> _Task objective_
Which lines below contain the string "bush"? Return each one in full.

> _Dataset entries_
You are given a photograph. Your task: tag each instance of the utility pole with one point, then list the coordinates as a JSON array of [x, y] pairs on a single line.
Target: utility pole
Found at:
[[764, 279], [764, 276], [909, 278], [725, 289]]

--

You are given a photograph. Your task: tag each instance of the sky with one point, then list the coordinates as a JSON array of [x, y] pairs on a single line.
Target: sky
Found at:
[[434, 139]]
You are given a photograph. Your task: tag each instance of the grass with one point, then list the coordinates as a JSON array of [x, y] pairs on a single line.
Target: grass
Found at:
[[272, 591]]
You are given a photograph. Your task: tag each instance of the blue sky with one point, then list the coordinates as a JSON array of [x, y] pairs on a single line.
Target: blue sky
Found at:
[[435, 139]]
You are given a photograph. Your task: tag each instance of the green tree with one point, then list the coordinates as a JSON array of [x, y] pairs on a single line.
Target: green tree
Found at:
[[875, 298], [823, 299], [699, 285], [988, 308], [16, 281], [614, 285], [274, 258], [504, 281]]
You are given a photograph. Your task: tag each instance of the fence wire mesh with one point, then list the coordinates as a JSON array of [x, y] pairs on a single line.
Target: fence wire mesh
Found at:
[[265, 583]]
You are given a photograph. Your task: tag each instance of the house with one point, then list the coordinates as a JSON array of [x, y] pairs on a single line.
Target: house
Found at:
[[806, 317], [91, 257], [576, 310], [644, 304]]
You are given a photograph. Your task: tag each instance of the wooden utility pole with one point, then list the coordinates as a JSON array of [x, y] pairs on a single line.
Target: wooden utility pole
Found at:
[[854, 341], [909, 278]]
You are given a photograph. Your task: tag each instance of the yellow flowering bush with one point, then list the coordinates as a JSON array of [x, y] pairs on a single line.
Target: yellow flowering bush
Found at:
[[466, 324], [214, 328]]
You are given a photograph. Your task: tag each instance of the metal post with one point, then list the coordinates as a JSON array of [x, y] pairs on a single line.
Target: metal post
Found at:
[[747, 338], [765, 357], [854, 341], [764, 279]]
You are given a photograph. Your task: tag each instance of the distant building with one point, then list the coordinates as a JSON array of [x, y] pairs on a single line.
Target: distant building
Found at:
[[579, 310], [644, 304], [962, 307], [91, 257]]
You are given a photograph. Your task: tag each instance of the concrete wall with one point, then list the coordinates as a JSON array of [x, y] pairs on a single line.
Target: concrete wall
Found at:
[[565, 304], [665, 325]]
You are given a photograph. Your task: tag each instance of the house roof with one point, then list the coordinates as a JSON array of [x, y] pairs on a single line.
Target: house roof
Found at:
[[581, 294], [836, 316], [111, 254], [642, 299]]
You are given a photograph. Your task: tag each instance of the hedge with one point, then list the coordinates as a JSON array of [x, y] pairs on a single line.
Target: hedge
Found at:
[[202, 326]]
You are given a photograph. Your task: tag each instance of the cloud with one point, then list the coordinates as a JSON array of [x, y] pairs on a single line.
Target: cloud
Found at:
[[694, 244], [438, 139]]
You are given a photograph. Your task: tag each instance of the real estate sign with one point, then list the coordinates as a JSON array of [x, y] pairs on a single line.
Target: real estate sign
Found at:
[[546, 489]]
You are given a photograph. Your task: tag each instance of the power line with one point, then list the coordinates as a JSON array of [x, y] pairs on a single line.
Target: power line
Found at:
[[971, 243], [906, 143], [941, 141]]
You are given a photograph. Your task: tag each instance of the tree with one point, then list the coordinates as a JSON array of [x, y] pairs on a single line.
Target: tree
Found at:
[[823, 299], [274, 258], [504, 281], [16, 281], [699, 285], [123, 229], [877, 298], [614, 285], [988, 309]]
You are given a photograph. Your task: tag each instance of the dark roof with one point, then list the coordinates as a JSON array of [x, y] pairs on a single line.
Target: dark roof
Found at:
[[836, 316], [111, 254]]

==

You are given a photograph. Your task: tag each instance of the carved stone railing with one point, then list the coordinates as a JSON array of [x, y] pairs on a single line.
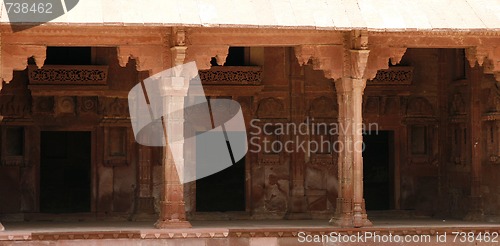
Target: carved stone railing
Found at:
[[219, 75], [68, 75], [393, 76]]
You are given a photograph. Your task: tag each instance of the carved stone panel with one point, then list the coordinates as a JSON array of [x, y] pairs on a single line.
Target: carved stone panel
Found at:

> _Reply_
You are given a photograph. Your task: tag each instance of the yellow flowering bush with one point, then list the coordinates as a JSON array of [x, y] pairs on a single line.
Target: yellow flowering bush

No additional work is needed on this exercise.